▶ PROBLEM DETAILS:
Render the lines as a numbered list with any blank lines omitted. Begin at the line that contains "paneling you see." and stop after the line that contains "464;119;533;191".

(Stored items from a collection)
— begin —

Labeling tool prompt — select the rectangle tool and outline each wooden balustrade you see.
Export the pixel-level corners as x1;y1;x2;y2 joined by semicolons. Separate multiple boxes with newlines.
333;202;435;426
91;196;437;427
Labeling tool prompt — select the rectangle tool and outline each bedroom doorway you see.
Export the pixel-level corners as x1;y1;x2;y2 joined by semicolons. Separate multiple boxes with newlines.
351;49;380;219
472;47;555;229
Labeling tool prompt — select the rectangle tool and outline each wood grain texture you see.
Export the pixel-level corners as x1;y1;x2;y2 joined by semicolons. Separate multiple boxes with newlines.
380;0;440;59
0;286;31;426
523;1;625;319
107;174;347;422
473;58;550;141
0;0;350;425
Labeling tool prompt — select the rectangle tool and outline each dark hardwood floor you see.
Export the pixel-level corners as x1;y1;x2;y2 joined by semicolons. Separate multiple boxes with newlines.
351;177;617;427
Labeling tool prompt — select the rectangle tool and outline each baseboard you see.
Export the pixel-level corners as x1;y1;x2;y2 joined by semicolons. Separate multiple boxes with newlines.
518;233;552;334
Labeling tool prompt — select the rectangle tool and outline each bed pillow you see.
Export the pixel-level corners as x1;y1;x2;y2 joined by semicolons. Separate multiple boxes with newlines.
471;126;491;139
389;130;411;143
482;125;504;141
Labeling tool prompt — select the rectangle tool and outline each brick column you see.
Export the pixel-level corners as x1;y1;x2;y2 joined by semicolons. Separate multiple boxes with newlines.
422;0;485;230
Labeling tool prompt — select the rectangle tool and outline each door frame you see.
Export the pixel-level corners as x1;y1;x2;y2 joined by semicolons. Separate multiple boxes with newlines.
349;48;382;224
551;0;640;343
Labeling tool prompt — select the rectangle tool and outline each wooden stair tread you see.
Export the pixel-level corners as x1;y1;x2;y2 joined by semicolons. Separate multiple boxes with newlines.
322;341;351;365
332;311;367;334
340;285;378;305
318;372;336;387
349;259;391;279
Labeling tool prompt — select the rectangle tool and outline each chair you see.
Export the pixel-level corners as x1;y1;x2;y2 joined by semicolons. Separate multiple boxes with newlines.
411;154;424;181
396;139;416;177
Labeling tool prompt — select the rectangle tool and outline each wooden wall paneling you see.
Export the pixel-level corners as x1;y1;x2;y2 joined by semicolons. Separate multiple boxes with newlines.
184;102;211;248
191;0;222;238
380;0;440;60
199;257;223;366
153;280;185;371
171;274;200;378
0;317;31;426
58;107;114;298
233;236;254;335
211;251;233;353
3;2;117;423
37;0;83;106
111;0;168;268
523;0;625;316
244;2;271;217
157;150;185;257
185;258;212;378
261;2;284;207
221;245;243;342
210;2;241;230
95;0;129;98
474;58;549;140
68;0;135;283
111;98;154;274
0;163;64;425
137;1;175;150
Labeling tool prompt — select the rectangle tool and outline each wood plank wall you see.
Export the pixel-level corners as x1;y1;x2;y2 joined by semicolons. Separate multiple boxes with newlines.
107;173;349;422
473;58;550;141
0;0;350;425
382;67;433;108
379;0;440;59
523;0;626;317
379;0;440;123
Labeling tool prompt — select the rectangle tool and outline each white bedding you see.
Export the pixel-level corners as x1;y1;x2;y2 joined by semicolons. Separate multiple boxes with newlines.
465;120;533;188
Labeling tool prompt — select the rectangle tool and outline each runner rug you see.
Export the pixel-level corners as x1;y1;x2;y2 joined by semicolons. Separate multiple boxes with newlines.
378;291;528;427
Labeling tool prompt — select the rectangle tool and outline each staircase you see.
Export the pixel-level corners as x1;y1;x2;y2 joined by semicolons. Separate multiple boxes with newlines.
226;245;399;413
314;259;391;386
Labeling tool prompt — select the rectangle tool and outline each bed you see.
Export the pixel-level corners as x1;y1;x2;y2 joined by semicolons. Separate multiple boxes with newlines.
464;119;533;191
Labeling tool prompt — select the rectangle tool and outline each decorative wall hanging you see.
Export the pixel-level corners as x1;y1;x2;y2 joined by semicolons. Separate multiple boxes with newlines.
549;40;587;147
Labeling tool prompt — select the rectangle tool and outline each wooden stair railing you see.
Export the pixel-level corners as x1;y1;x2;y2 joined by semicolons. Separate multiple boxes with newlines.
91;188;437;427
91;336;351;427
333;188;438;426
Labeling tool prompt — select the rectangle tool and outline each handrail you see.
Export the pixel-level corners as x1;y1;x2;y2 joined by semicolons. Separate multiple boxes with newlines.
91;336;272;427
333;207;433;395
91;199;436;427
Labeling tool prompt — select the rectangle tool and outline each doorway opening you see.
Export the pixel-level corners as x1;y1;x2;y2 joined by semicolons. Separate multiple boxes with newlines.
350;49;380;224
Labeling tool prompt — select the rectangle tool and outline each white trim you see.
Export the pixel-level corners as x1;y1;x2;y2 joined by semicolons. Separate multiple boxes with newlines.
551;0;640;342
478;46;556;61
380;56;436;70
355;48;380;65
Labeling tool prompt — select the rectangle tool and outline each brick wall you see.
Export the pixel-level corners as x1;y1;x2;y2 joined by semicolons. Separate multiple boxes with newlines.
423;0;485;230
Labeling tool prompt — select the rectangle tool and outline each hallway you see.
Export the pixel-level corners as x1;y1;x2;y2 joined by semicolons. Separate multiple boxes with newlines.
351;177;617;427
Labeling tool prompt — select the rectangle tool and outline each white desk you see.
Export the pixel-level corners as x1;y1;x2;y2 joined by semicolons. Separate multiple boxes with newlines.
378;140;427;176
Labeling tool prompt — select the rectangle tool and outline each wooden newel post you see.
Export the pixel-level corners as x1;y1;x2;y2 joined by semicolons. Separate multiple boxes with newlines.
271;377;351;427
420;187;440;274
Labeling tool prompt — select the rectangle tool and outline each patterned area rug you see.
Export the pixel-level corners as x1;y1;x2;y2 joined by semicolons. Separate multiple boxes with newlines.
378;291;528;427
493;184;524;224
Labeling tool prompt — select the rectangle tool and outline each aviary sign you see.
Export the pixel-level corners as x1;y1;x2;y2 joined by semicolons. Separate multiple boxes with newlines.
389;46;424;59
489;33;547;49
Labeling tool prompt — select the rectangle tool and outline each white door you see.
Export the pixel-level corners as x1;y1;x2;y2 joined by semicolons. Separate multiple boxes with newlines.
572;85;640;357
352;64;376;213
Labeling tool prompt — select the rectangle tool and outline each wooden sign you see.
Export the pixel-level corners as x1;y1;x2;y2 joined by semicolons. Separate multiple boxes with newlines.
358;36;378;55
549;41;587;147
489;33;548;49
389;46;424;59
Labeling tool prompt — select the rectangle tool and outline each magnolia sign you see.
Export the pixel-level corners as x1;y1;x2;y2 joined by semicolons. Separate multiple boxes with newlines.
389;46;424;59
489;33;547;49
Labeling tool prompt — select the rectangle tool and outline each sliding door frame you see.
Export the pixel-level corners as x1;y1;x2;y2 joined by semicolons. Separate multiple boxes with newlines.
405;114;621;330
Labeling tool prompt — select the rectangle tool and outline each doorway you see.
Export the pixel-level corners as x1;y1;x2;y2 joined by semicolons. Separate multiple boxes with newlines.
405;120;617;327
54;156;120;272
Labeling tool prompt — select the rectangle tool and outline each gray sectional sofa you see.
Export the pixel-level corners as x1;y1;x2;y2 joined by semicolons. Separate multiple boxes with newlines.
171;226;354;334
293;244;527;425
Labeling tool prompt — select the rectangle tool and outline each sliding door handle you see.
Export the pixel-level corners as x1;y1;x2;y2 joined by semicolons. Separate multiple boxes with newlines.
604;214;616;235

— end —

▶ WRITTEN RESPONSE:
1. Labeling tool prompt — select the rectangle tool and outline each wooden wall paneling you see.
2. Export the pixel-level corners as x1;y1;x2;y2 joined by semicolons. Separate multiple boxes with newlines.
3. 184;102;211;248
4. 191;0;222;238
5. 380;0;440;60
6. 199;257;223;366
7. 153;280;185;371
8. 171;274;200;378
9. 0;317;31;426
10. 58;107;114;298
11. 233;236;254;335
12. 211;251;233;353
13. 3;2;117;423
14. 37;0;83;106
15. 111;0;168;268
16. 523;0;625;316
17. 244;2;271;217
18. 157;150;185;257
19. 185;258;212;378
20. 261;2;284;207
21. 221;245;243;342
22. 210;2;241;230
23. 95;0;129;98
24. 474;58;549;140
25. 68;0;135;283
26. 111;98;154;274
27. 0;163;64;425
28. 137;1;175;150
29. Labeling tool prompt — select the rectangle tool and outline each wood plank wall you see.
30. Export the pixel-level corners as x1;y1;x2;y2 joined by semicolons. Separate multiple boxes with newlines.
31. 107;173;349;422
32. 473;58;550;141
33. 0;0;350;425
34. 382;67;433;108
35. 379;0;440;59
36. 523;0;626;317
37. 379;0;440;123
38. Labeling tool prompt — select the rectangle tool and outline each white bedding you see.
39. Export the pixel-level corners as x1;y1;x2;y2 joined by semicolons. Separate multiple boxes with newlines.
40. 465;120;533;188
41. Labeling tool prompt — select the rectangle tool and outline each runner rug you see.
42. Export the pixel-level corners as x1;y1;x2;y2 joined by semicolons. Separate multiple boxes with newlines.
43. 378;291;528;427
44. Labeling tool prompt — select the rectangle tool and outline each staircase you see.
45. Export the pixel-level corners as x1;y1;x2;y2 joined by semicolons. Separate multiple boxes with newlines.
46. 226;245;399;413
47. 314;259;391;386
48. Labeling tool prompt — select the rectangle tool and outline each bed you see.
49. Export the pixel-level corners as x1;y1;x2;y2 joined by semicolons. Separate multiple boxes with newlines.
50. 464;119;533;191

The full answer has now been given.